- [TEXT EXTRACT]:

————

Computer Vision / Video Analytics

Experimenting with Novel Distributed Applications Using NVIDIA Flare 2.1

NVIDIA FLARE (NVIDIA Federated Learning Application Runtime Environment) is an open-source Python SDK for collaborative computation. FLARE is designed with a componentized architecture that allows researchers and data scientists to adapt machine learning, deep learning, or general compute workflows to a federated paradigm to enable secure, privacy-preserving multi-party collaboration.

This architecture provides components for securely provisioning a federation, establishing secure communication, and defining and orchestrating distributed computational workflows. FLARE provides these components within an extensible API that allows customization to adapt existing workflows or easily experiment with novel distributed applications.

Diagram shows FL Simulator in POC mode, learning algorithms such as FedAvg or SCAFFOLD, federation workflows such as Scatter-Gather or Cyclic, the FLARE programming API, privacy preservation and secure management, as well as tools for provisioning, deployment, orchestration, and so on.
Figure 1. The high-level NVIDIA FLARE architecture

Figure 1 shows the high-level FLARE architecture with the foundational API components, including tools for privacy preservation and secure management of the platform. On top of this foundation are the building blocks for federated learning applications, with a set of federation workflows and learning algorithms.

Alongside the core FLARE stack are tools that allow experimentation and proof-of-concept (POC) development with the FL Simulator, coupled with a set of tools used to deploy and manage production workflows.

In this post, I focus on getting started with a simple POC and outline the process of moving from POC to a secure, production deployment. I also highlight some of the considerations when moving from a local POC to a distributed deployment.

Getting started with NVIDIA FLARE

To help you get started with NVIDIA FLARE, I walk through the basics of the platform and highlight some of the features in version 2.1 that help you bring a proof-of-concept into a production federated learning workflow.


The simplest way to get started with NVIDIA FLARE is in a Python virtual environment as described in Quickstart.

With just a few simple commands, you can prepare a FLARE workspace that supports a local deployment of independent server and clients. This local deployment can be used to run FLARE applications just as they would run on a secure, distributed deployment, without the overhead of configuration and deployment.

$ sudo apt update
$ sudo apt install python3-venv
$ python3 -m venv nvflare-env
$ source nvflare-env/bin/activate
(nvflare-env) $ python3 -m pip install -U pip setuptools
(nvflare-env) $ python3 -m pip install nvflare

Preparing the POC workspace

With the nvflare pip package installed, you now have access to the poc command. The only argument required when executing this command is the desired number of clients.

(nvflare-env) $ poc -h
usage: poc [-h] [-n NUM_CLIENTS]

optional arguments:
  -h, --help            show this help message and exit
  -n NUM_CLIENTS, --num_clients NUM_CLIENTS
                        number of client folders to create

After executing this command, for example poc -n 2 for two clients, you will have a POC workspace with folders for each of the participants: admin client, server, and site clients.

————

- [DATA ENTRIES]:
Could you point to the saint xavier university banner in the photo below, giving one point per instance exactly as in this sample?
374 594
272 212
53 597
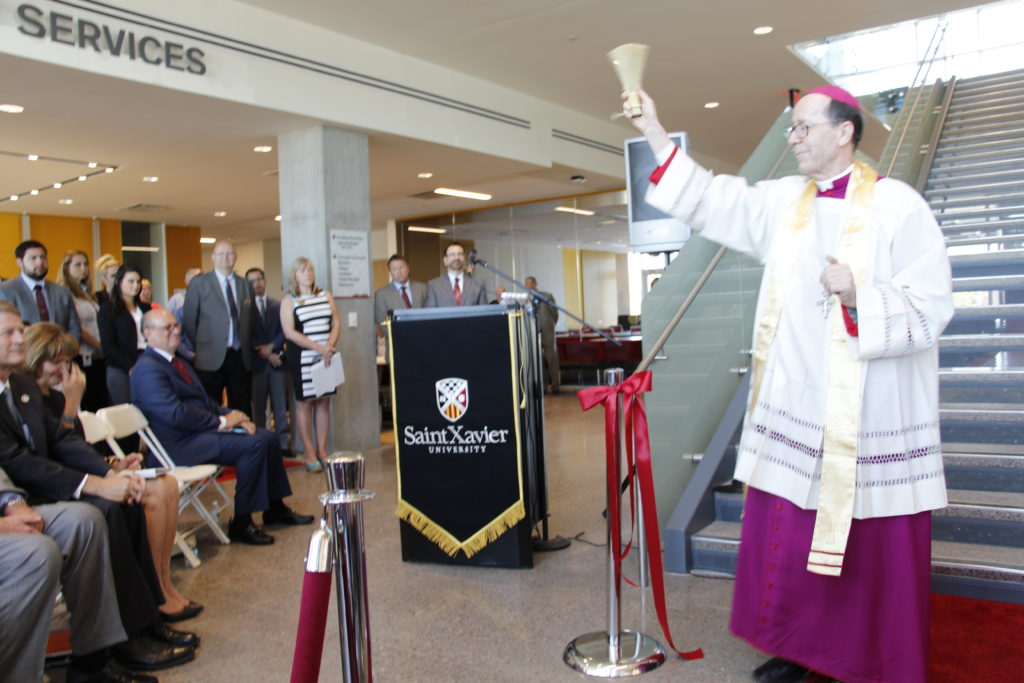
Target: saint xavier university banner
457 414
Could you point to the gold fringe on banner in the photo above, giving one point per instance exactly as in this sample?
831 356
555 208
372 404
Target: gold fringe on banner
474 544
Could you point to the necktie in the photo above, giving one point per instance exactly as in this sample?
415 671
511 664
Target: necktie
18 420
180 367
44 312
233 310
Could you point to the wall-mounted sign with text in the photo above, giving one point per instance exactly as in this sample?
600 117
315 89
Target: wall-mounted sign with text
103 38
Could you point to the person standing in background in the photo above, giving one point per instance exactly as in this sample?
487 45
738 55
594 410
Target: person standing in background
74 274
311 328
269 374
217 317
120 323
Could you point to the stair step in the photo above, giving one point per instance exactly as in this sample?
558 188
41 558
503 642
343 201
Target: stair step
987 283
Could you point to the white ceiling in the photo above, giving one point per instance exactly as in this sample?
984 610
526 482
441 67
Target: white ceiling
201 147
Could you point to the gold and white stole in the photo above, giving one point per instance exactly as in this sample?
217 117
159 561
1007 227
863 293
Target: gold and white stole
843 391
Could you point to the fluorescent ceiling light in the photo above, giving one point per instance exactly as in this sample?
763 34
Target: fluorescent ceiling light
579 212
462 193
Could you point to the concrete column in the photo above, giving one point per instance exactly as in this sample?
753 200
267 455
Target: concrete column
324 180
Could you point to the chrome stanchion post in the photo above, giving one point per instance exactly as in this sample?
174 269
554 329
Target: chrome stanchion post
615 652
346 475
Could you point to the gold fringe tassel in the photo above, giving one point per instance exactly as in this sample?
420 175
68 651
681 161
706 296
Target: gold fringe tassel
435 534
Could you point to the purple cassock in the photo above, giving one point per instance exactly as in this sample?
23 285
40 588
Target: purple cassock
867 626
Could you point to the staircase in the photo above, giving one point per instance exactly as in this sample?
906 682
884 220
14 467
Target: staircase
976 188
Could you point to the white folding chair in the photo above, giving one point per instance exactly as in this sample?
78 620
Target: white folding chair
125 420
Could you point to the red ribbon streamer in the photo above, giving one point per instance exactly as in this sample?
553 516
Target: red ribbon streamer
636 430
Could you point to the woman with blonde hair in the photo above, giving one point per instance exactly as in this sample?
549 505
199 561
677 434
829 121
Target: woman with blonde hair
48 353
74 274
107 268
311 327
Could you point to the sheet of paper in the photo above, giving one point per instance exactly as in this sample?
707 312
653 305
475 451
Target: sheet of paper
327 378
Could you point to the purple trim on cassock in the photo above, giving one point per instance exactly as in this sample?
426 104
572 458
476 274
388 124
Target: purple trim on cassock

————

- [INSTRUCTIONS FOR THE TASK]: Copy the stretch of the NVIDIA FLARE text from "Computer Vision /" through "novel distributed applications." word for word.

- [EXERCISE RESULT]:
Computer Vision / Video Analytics

Experimenting with Novel Distributed Applications Using NVIDIA Flare 2.1

NVIDIA FLARE (NVIDIA Federated Learning Application Runtime Environment) is an open-source Python SDK for collaborative computation. FLARE is designed with a componentized architecture that allows researchers and data scientists to adapt machine learning, deep learning, or general compute workflows to a federated paradigm to enable secure, privacy-preserving multi-party collaboration.

This architecture provides components for securely provisioning a federation, establishing secure communication, and defining and orchestrating distributed computational workflows. FLARE provides these components within an extensible API that allows customization to adapt existing workflows or easily experiment with novel distributed applications.